[start of Article]

Film: Review – Gerald’s Game

By Bill

Netflix is back with another sure-fire hit … This time a movie adaptation of the Stephen King novel Gerald’s Game … the world has gone Stephen King crazy this year …  Now, I am a Stephen King fan and have read a whole bunch of his novels, however I haven’t ever managed to get around to reading this 1992 suspense/horror novel. I thought I knew the premise, however there were elements I had no idea about that proved a nice twist on what I thought I knew the film. If you’re having a Friday night in, you won’t go far wrong putting this on … just try not to watch it if you live alone, as I did …

 

The film, directed by Mike Flanagan (Hush and Oculus), features a long-married couple who head off to their coastal retreat, a mile away from another living person, so that they can rekindle their love. The husband, Gerald (Bruce Greenwood) wants to handcuff his wife, Jessie (an excellent, Carla Gugino) to the bed to elevate their romantic adventures. Unfortunately for Jessie, things take a turn for the bad when Gerald is accidentally killed, leaving Jessie handcuffed to the bed with no apparent means of escape and no sign of anyone finding her for many months. This sets off a tense hour and half where we seldom leave the bedroom (aside from some revealing flashbacks that deal with a dark past).

 

 

So far, so good, as thrillers go, but I bet you’re thinking that this doesn’t exactly sound too Stephen King-esque. It doesn’t take long for Jessie to allow the voices in her head (or are they) to take over and act as an ‘angel/devil’ archetype, that at times I found to be a tad annoying and heavy handed, but all-in-all, did work in the end. Once night falls, however, Jessie starts to realise that she might not be alone in the house after all, and that what is there, might not be too friendly … this is where it becomes more recognisable as a Stephen King work. That’s as much as I will say (or can say) without giving away any spoilers.

[end of Article]

= Brief 1 =
Can you echo the review word for word, starting at "So far, so good, as" and ending at "away any spoilers."?
The review and the rows come from separate, unrelated sources.

[start of Extracted entries]

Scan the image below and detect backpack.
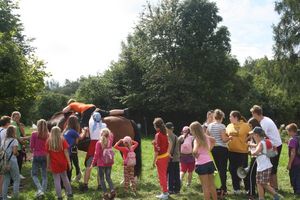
[103,148,115,165]
[0,140,14,174]
[180,135,194,154]
[262,139,278,158]
[124,149,136,167]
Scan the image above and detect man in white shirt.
[250,105,282,190]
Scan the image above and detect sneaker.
[20,174,25,180]
[156,192,169,200]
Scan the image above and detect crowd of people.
[0,102,300,200]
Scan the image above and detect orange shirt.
[69,102,95,113]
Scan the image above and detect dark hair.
[0,115,10,126]
[214,109,225,120]
[285,123,298,133]
[153,117,167,134]
[248,117,260,129]
[6,125,16,138]
[230,110,247,122]
[250,105,263,116]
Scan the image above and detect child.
[166,122,180,194]
[153,118,169,199]
[178,126,195,186]
[190,121,217,200]
[90,128,116,200]
[250,126,280,200]
[286,123,300,196]
[46,126,73,200]
[114,136,139,193]
[1,125,20,200]
[30,119,49,197]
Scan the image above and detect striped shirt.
[207,122,227,147]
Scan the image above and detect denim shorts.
[195,161,215,175]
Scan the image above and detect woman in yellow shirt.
[226,111,251,194]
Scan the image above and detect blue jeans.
[31,156,48,192]
[289,166,300,195]
[2,158,20,200]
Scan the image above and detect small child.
[30,119,49,197]
[90,128,116,200]
[250,126,280,200]
[286,123,300,196]
[114,136,139,193]
[46,126,73,200]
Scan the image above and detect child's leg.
[60,171,72,194]
[257,183,265,199]
[52,173,62,198]
[124,165,130,190]
[98,167,107,193]
[105,167,114,191]
[128,166,136,192]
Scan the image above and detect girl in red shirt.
[114,136,139,193]
[153,118,169,199]
[46,126,73,200]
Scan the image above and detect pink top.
[30,132,47,156]
[114,140,139,165]
[92,134,114,167]
[195,136,212,165]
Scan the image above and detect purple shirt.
[288,136,300,166]
[30,132,47,156]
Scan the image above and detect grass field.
[11,129,296,200]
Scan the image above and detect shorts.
[180,162,195,173]
[270,145,282,175]
[195,161,215,175]
[256,167,272,184]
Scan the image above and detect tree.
[0,0,47,120]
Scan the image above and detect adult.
[11,111,25,179]
[250,105,282,191]
[81,112,107,191]
[63,115,86,182]
[206,109,232,196]
[226,111,251,194]
[62,99,128,127]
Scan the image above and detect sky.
[18,0,279,84]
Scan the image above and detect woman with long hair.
[190,121,217,200]
[30,119,49,197]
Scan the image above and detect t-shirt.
[30,132,47,156]
[207,122,227,147]
[1,138,19,161]
[46,140,69,173]
[89,116,107,140]
[226,120,251,153]
[69,102,95,114]
[169,134,180,162]
[154,131,169,155]
[64,129,79,153]
[260,116,282,147]
[288,136,300,167]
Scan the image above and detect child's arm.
[287,148,296,170]
[251,142,263,156]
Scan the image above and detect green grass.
[13,130,296,200]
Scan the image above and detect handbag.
[209,152,222,189]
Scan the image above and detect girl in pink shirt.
[90,128,116,199]
[190,121,217,200]
[114,136,139,193]
[30,119,49,197]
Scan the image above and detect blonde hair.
[99,128,110,149]
[48,126,63,151]
[190,121,208,148]
[37,119,49,140]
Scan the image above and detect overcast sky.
[18,0,279,83]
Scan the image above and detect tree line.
[0,0,300,134]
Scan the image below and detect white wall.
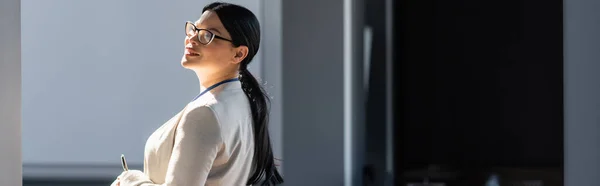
[0,0,22,186]
[21,0,262,176]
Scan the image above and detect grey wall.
[281,0,364,185]
[261,0,285,174]
[19,0,262,177]
[0,0,21,186]
[564,0,600,186]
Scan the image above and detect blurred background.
[0,0,600,186]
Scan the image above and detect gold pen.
[121,154,129,171]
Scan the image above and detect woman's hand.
[110,177,121,186]
[110,172,125,186]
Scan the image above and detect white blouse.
[115,81,254,186]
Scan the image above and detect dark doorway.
[394,0,563,185]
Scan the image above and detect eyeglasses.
[185,21,233,45]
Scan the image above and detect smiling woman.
[113,3,283,186]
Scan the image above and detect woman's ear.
[233,45,248,64]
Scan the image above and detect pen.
[121,154,129,171]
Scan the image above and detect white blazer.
[115,81,254,186]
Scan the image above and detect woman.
[113,3,283,186]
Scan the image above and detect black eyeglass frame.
[185,21,233,45]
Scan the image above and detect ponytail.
[240,65,283,185]
[202,2,283,185]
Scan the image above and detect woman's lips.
[185,48,199,56]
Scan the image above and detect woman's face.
[181,11,238,71]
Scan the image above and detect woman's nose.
[185,32,200,45]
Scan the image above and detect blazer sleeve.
[120,106,223,186]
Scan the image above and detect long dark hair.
[202,2,283,185]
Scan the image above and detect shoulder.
[177,105,221,134]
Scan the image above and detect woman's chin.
[181,56,200,68]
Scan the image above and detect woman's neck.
[196,71,239,92]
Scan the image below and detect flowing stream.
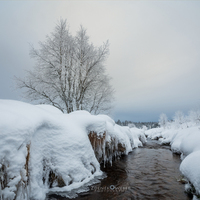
[48,140,191,200]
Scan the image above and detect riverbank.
[0,100,146,200]
[145,126,200,199]
[47,140,191,200]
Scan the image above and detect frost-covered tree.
[158,113,168,128]
[188,108,200,124]
[174,111,185,126]
[17,20,113,114]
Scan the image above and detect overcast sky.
[0,0,200,121]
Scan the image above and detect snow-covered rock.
[145,123,200,195]
[0,100,144,200]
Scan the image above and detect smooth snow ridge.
[0,100,144,200]
[145,123,200,195]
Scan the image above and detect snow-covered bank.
[0,100,145,200]
[145,123,200,198]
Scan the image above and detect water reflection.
[49,141,190,200]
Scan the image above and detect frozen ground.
[145,120,200,199]
[0,100,145,200]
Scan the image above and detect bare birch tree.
[17,20,113,114]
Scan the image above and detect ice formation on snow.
[145,122,200,195]
[0,100,145,200]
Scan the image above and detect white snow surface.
[0,100,145,200]
[145,123,200,194]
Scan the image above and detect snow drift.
[0,100,144,200]
[145,123,200,196]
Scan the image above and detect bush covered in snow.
[0,100,145,200]
[145,110,200,196]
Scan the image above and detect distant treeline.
[115,120,159,129]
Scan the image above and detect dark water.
[49,141,190,200]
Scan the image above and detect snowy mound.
[0,100,145,200]
[145,123,200,195]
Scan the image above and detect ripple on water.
[48,141,190,200]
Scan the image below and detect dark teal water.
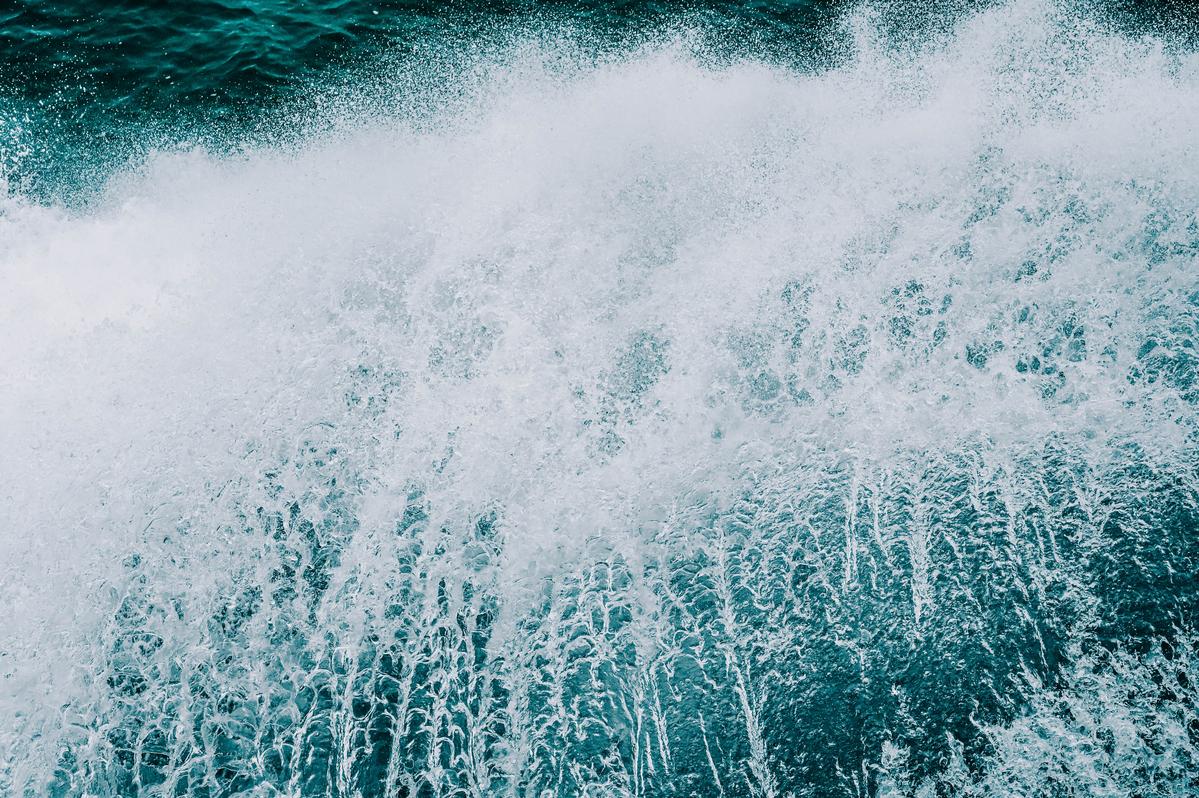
[0,0,1199,798]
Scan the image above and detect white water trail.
[0,0,1199,794]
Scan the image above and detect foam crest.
[0,1,1199,796]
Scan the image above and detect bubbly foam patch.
[0,1,1199,796]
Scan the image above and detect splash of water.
[0,1,1199,796]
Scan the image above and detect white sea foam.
[0,0,1199,790]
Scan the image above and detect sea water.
[0,0,1199,798]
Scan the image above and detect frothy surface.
[0,0,1199,796]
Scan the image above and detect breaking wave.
[0,0,1199,798]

[end of Extracted entries]

= Brief 2 =
Can you duplicate only the rows starting at the line that contains "Scan the image above and detect green grass." and ending at the line that contains "[37,119,49,140]", with both of those lines included?

= Task output 1 =
So far, so good, as thrillers go, but I bet you’re thinking that this doesn’t exactly sound too Stephen King-esque. It doesn’t take long for Jessie to allow the voices in her head (or are they) to take over and act as an ‘angel/devil’ archetype, that at times I found to be a tad annoying and heavy handed, but all-in-all, did work in the end. Once night falls, however, Jessie starts to realise that she might not be alone in the house after all, and that what is there, might not be too friendly … this is where it becomes more recognisable as a Stephen King work. That’s as much as I will say (or can say) without giving away any spoilers.

= Task output 2 =
Scan the image above and detect green grass.
[13,130,296,200]
Scan the image above and detect handbag.
[209,152,222,189]
Scan the image above and detect girl in pink shirt.
[90,128,116,199]
[190,121,217,200]
[114,136,139,193]
[30,119,49,197]
Scan the image above and detect blonde hair.
[99,128,110,149]
[48,126,63,151]
[190,121,208,148]
[37,119,49,140]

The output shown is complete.